### Extract
'''

Apple ][ Myst Graphics Tradeoffs
I have frequently been asked why I use the Apple II lo-res mode
(40x48, 15 colors).
Why not use the hi-res (140x192, 6 colors), double lo-res
(80x48, 15 colors) or double hi-res (140x192, 15 colors)
Yes, the graphics would probably look better in those modes (see later
on in this writeup for some comparisons). There are various reasons
why I choose to use lo-res:
- I am lazy (I have a huge amount of
existing copying, decompression, and sprite code for lo-res,
not so much for hi-res).
Also the graphics modes on the Apple II are all horribly complex
and lores is simplest of the bunch.
- I want the game to run on my Apple II+ machine.
I usually target my games for a 48k Apple II+ with a
floppy drive and a color TV monitor. This would have been
a very nice but attainable system in 1979 or so, with few
real competitors. It's also probably the bare minimum for making
a decent video game (in my opinion).
- RAM limitations.
The more advanced graphics modes take
up a lot more RAM, which is in short supply on an 8-bit system.
If you no longer fit in RAM you'd have to load data from disk
more often which would slow down the gameplay.

'''

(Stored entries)
'''

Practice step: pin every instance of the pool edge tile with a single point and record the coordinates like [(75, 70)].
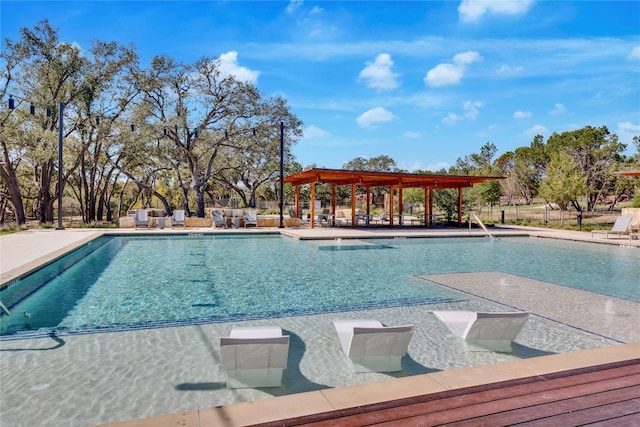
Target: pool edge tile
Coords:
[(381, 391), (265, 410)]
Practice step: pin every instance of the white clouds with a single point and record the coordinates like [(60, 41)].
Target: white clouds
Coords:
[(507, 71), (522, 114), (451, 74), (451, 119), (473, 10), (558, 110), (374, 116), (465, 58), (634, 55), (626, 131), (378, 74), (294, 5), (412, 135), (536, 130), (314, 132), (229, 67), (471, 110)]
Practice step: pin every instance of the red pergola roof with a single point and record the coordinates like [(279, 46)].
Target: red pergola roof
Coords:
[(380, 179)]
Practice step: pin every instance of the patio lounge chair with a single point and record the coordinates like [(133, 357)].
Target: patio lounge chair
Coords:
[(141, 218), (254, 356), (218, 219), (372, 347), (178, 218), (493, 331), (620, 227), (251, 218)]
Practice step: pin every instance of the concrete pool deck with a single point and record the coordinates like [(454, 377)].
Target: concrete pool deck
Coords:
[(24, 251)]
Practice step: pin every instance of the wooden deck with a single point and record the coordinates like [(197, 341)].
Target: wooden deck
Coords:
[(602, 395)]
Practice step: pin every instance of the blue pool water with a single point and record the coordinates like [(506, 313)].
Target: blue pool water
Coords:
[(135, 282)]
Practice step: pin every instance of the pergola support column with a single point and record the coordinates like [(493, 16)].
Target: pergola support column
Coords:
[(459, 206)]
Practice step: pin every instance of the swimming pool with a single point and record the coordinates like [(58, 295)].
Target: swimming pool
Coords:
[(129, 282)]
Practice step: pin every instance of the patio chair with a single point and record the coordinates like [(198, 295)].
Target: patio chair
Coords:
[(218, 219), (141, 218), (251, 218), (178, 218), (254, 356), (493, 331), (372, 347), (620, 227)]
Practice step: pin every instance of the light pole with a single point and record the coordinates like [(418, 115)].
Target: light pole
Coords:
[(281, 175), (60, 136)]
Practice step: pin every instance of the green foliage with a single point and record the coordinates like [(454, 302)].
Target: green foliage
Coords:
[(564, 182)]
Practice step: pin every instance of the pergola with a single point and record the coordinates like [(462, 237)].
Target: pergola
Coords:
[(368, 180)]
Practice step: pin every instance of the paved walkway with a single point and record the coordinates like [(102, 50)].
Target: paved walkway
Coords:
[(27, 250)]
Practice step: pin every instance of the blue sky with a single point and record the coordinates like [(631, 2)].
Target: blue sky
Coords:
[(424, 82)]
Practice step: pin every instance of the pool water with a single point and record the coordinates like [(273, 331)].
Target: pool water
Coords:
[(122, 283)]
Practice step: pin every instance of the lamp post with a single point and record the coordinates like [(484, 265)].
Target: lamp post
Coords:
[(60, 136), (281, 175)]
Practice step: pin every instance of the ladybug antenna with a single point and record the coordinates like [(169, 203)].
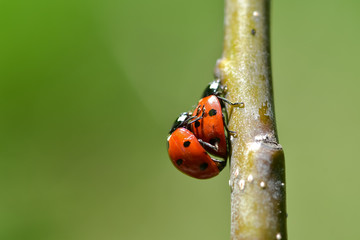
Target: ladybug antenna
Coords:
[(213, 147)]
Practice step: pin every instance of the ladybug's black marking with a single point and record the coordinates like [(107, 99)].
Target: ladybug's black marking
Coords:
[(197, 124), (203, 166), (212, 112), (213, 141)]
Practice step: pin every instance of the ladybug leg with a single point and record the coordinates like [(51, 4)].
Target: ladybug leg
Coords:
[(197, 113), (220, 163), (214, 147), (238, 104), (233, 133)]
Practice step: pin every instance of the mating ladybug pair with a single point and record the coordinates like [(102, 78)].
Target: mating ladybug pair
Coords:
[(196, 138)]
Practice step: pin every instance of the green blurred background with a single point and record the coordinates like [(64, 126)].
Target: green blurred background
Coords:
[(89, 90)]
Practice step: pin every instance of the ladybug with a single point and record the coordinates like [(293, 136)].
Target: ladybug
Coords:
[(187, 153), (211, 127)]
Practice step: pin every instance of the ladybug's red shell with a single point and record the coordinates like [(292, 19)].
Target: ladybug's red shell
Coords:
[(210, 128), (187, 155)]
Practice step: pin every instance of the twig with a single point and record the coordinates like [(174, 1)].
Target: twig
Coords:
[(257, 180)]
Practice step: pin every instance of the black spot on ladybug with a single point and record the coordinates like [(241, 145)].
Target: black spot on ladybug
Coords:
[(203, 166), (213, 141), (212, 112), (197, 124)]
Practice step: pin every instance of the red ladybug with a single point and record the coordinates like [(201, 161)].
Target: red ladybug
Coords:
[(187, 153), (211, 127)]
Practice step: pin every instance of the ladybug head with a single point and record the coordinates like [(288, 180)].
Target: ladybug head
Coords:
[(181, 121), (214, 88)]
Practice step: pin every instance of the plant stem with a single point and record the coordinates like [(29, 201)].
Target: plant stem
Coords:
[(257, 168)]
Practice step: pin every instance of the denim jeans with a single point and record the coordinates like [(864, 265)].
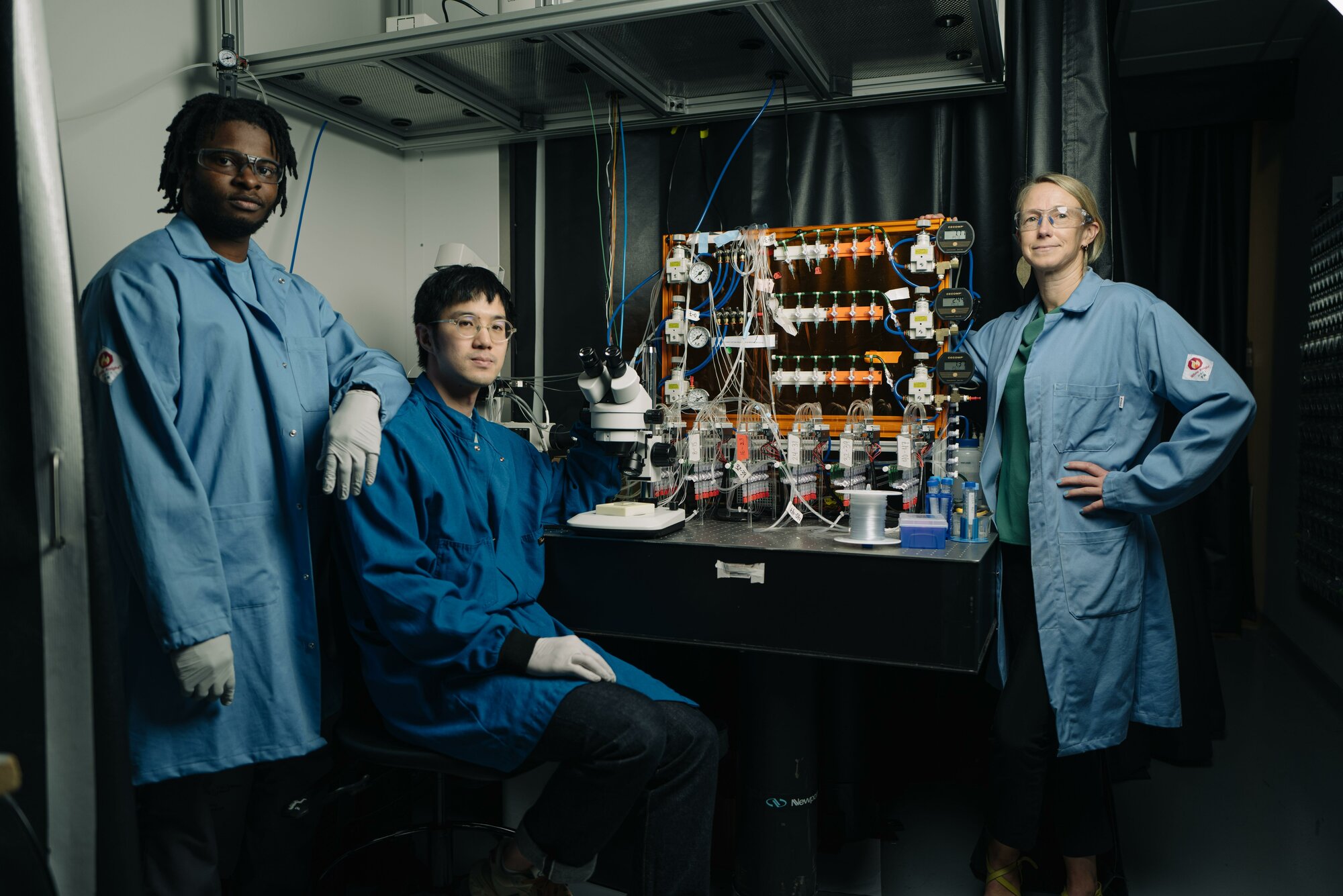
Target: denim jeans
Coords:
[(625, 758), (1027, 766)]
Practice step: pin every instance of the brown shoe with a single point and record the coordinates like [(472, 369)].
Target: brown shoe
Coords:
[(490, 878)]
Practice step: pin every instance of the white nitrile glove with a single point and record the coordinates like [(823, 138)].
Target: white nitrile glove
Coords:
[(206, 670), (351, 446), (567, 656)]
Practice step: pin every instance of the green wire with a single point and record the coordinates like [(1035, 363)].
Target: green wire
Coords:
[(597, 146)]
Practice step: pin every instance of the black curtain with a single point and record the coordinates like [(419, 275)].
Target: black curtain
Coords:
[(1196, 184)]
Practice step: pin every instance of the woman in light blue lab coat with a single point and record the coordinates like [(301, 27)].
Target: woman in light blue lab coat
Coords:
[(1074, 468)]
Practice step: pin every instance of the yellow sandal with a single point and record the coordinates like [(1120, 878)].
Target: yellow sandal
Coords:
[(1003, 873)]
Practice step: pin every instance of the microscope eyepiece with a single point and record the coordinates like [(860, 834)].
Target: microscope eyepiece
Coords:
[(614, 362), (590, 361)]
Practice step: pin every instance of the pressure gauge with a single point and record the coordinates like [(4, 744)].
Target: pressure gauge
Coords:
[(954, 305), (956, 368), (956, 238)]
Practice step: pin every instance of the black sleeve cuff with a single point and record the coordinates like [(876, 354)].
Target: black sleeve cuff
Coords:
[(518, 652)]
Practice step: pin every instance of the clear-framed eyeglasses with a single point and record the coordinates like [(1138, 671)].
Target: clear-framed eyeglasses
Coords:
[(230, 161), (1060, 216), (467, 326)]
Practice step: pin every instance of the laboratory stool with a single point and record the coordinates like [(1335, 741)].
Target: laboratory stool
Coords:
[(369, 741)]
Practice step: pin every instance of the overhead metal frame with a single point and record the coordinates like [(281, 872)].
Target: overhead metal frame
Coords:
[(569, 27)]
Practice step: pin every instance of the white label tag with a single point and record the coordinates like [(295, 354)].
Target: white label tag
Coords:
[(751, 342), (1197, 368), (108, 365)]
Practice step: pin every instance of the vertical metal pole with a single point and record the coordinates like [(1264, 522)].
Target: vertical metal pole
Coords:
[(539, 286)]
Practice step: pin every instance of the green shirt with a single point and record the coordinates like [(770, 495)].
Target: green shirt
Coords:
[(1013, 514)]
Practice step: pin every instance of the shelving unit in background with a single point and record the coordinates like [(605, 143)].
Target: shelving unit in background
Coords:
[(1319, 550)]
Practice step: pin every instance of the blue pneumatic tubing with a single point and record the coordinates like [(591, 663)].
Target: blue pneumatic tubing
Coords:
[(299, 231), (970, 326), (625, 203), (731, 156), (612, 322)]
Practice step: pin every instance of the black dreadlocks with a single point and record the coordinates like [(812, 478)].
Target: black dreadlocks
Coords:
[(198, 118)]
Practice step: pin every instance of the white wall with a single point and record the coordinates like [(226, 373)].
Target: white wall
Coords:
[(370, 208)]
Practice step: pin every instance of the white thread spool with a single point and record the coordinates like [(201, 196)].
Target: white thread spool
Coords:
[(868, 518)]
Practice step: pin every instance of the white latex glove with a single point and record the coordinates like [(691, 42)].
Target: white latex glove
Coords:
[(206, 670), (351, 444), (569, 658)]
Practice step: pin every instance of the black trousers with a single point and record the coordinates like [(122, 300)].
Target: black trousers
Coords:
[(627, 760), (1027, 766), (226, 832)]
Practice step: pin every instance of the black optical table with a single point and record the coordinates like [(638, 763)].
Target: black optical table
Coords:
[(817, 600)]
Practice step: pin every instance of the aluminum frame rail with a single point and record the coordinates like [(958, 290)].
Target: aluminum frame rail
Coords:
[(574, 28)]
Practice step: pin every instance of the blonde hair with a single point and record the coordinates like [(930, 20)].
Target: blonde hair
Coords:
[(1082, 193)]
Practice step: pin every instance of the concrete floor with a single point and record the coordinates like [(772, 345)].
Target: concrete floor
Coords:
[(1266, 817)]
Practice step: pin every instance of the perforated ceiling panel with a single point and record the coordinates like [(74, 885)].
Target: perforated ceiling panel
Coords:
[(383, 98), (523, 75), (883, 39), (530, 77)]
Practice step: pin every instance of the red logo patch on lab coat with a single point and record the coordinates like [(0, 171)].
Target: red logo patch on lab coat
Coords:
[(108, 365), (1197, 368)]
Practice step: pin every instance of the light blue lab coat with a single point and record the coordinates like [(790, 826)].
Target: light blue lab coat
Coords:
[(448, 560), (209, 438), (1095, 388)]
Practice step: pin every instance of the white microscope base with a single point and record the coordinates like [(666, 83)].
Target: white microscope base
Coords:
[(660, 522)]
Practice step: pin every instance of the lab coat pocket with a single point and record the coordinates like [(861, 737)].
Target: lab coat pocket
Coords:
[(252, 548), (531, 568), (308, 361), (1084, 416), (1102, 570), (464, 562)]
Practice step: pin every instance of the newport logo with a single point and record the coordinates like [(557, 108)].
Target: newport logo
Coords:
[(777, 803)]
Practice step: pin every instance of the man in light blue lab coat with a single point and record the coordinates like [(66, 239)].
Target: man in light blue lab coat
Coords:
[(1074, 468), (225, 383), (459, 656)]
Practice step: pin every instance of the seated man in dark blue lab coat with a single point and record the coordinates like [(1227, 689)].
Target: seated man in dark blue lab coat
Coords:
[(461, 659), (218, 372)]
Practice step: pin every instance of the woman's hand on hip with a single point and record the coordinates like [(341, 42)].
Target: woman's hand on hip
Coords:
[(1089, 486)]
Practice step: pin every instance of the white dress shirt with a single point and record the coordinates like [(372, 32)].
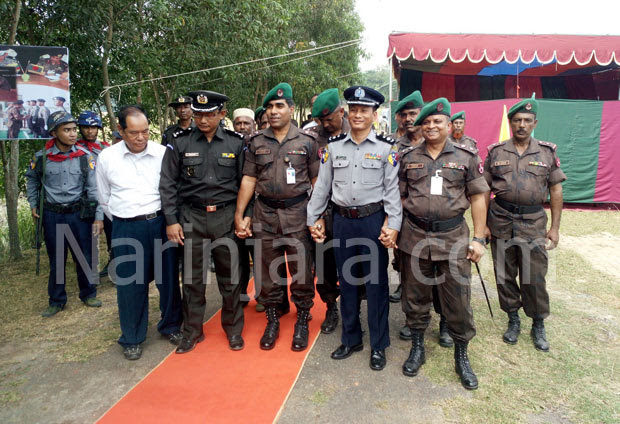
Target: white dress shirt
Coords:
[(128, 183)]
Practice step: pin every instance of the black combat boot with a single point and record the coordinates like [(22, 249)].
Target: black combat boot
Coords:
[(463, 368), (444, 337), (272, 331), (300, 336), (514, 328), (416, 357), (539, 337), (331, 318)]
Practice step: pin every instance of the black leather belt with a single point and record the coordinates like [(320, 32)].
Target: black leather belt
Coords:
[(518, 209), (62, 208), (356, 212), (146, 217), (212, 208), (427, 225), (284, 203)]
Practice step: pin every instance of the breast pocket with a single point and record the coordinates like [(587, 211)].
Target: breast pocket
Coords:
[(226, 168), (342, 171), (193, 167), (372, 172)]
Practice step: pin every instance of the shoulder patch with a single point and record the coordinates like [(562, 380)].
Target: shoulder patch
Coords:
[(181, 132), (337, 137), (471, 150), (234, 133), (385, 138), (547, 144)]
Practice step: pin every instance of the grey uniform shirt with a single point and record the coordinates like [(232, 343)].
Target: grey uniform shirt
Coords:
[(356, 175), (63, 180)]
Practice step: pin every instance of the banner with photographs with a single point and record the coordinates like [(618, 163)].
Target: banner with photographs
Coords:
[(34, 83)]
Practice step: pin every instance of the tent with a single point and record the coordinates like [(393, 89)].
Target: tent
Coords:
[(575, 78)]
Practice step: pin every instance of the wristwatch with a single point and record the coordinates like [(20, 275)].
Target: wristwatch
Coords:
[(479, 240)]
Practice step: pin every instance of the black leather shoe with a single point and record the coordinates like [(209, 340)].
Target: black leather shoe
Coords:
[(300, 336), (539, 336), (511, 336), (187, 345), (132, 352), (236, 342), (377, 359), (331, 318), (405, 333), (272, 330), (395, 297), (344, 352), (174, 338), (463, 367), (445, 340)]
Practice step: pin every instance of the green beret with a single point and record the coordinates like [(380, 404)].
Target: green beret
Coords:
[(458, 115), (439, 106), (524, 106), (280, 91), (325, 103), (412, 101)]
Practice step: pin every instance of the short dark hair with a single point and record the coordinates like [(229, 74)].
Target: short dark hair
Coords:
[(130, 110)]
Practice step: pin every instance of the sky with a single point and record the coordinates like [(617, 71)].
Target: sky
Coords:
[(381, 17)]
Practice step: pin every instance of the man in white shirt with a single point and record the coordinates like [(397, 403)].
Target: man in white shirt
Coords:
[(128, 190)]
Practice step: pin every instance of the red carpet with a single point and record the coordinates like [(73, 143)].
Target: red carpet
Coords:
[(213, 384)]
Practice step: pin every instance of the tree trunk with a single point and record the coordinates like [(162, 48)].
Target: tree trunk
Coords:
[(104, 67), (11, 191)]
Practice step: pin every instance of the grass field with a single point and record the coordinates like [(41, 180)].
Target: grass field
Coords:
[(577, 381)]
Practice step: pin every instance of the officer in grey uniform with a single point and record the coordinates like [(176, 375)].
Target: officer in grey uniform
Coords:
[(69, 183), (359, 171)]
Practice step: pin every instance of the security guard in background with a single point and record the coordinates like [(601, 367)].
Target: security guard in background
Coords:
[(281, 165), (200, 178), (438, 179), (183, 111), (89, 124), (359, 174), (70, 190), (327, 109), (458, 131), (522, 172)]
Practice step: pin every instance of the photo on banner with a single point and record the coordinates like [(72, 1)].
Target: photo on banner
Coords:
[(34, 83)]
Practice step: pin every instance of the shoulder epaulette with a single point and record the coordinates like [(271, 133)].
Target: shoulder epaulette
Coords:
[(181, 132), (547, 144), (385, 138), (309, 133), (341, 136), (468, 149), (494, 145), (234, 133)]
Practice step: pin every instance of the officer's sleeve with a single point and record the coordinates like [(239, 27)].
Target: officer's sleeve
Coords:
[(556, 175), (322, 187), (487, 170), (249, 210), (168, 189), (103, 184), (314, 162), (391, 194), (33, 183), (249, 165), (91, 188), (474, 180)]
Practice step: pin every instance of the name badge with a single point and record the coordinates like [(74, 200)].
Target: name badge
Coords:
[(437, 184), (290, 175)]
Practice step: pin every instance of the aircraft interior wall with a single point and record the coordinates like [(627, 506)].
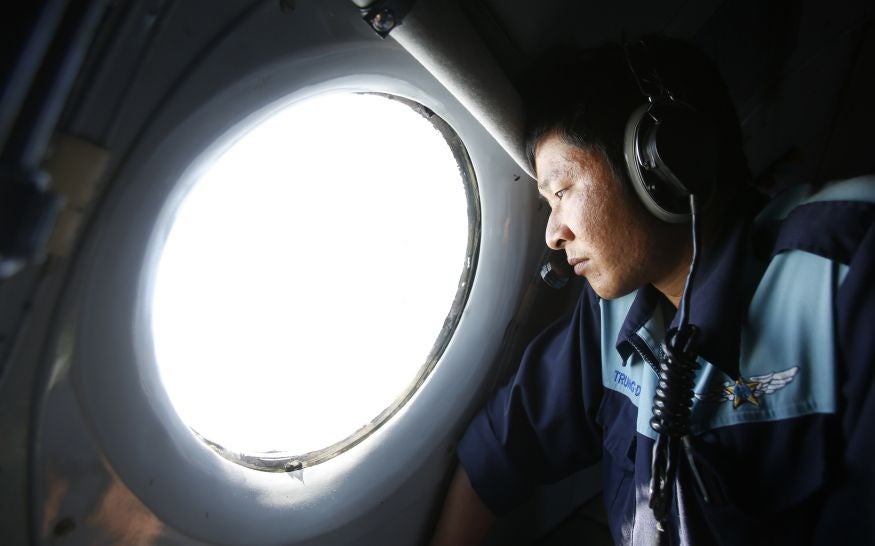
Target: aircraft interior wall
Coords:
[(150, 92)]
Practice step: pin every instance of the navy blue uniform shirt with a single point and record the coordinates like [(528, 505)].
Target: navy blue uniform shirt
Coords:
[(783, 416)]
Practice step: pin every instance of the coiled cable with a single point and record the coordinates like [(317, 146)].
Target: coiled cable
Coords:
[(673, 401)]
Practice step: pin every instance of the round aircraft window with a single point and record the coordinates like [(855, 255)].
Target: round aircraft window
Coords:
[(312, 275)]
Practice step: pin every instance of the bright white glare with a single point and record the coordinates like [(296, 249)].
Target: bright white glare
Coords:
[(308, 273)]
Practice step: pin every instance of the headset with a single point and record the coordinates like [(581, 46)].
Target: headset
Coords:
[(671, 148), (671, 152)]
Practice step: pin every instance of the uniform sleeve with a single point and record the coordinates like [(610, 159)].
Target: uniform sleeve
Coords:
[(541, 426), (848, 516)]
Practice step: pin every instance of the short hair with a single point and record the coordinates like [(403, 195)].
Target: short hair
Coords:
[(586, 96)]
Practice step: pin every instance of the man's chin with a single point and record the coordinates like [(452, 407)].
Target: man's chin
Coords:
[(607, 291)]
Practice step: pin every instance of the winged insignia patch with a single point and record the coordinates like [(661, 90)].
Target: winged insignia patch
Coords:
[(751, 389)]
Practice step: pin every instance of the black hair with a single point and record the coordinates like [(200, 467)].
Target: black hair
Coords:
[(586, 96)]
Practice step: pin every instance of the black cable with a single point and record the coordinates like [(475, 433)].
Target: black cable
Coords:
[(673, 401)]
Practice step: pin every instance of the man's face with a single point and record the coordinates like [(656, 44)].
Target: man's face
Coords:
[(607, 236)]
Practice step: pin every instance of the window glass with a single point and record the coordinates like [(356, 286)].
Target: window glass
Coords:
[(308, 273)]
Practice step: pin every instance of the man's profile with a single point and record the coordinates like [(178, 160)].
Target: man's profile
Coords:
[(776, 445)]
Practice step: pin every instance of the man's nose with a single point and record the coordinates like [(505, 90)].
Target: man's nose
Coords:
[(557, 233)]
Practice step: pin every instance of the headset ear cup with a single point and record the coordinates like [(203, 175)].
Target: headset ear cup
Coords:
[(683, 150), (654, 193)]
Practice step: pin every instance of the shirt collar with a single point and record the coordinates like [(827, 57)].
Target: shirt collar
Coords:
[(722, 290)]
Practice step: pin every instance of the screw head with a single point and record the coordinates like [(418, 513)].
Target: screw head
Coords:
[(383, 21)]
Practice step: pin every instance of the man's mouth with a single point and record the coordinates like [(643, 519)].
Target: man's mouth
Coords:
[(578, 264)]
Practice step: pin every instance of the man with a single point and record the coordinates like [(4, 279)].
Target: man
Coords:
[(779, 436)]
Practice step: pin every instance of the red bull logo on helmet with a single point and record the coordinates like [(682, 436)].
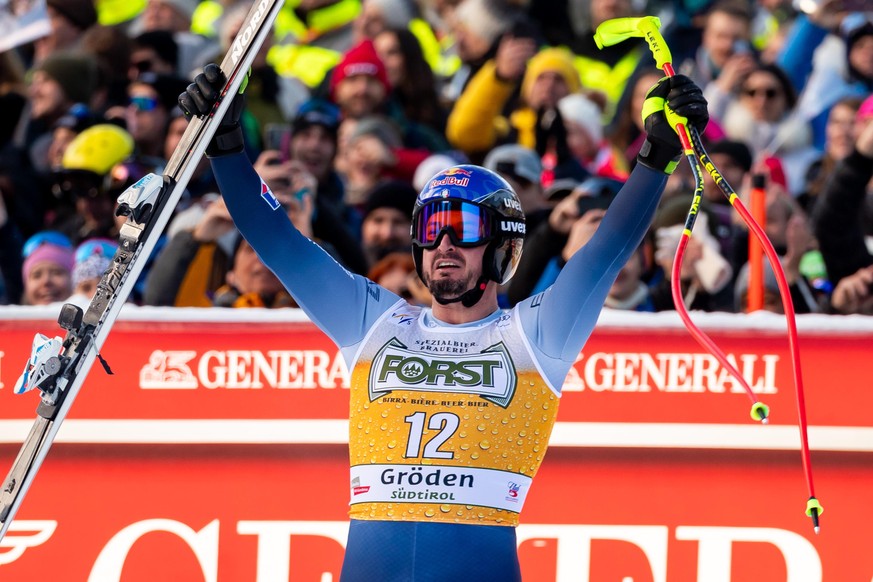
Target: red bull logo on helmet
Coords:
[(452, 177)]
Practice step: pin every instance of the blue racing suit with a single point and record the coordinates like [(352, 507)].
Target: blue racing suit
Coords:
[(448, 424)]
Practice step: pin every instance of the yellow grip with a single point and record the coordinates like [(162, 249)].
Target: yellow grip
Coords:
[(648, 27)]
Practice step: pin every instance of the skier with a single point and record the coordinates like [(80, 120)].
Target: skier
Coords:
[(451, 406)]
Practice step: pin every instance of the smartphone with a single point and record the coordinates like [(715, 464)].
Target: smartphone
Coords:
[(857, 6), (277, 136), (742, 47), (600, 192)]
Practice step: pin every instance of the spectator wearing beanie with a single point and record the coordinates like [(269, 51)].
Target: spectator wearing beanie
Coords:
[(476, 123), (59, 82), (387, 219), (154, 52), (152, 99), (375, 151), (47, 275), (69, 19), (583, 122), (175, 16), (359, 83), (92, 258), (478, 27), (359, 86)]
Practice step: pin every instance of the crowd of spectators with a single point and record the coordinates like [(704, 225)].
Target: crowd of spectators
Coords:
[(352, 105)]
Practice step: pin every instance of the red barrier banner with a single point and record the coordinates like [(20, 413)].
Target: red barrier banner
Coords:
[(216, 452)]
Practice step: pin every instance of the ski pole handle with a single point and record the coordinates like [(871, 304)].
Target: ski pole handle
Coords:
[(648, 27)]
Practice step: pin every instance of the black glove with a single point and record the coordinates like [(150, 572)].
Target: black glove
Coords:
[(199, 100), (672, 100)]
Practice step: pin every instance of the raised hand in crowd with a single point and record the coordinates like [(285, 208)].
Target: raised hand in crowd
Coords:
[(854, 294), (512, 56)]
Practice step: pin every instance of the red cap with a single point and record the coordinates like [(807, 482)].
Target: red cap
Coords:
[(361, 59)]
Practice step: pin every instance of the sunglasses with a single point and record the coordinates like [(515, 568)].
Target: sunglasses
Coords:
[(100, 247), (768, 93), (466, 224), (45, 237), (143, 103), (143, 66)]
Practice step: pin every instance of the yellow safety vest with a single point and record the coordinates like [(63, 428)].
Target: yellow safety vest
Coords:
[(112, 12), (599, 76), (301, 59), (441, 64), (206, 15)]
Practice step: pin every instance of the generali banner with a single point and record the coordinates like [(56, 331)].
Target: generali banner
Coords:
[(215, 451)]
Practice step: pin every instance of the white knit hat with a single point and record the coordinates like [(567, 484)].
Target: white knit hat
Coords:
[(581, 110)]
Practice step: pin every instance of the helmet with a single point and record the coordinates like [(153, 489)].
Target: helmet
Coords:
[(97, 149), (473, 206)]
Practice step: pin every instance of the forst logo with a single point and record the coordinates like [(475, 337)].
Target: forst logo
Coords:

'''

### Short exercise 1
In the Apple II graphics writeup, what system are the games usually targeted at?
### Short exercise 2
Output the part of the Apple II graphics writeup that opens with the words containing "Also the graphics" and closes with "- RAM limitations.".
### Short exercise 3
Pick up the Apple II graphics writeup from the point where it ends and continue it.
The items are separate material, distinct from the Apple II graphics writeup.

### Output 1
A 48k Apple II+ with a floppy drive and a color TV monitor.

### Output 2
Also the graphics modes on the Apple II are all horribly complex
and lores is simplest of the bunch.
- I want the game to run on my Apple II+ machine.
I usually target my games for a 48k Apple II+ with a
floppy drive and a color TV monitor. This would have been
a very nice but attainable system in 1979 or so, with few
real competitors. It's also probably the bare minimum for making
a decent video game (in my opinion).
- RAM limitations.

### Output 3
The double graphics modes require 128k of RAM and an Apple IIe,
which wasn't released until 1983 and by then there was a lot
more competition in the 8-bit world. So for me at least it's
a lot less interesting of a challenge (and also a lot harder
code-wise, things relatively simple in regular lo-res like
copying a screen, drawing a software sprite, and page-flipping
get a lot more complex in addition to taking at least twice as much
RAM if not more, and have a much slower frame rate).
- Disk limitations.
I'm trying to fit on as few floppy disks as possible.
A game with 10 floppies worth of graphics
might look great but it would be a hassle to cart around.
In addition, Disk II loading times, while much better than
a Commodore 64 with 1541 drive, still get painful when you do a
lot of loading.
You might say, well why not assume a modern SD-card replacement
which can hold megabytes of data easily? True, but that's not
really the system I am aiming for and also it would be much less
of a challenge.
- 8-bit systems.
The game would probably look amazing on an Apple IIgs but I prefer
to work on the 8-bit systems. In any case the hardware in the IIgs
is actually not that much worse than you'd find in systems that
got official Myst ports so there's not a lot of challenge there.
Here's some comparisons of what Myst might look like in the various graphics
modes. I show my hand-traced lo-res version, as well as the other
versions made with
Bill Buckels' bmp2dhr utility with Floyd-Steinberg dithering.
The SHR version was made with the SuperConverter 4.0 utility.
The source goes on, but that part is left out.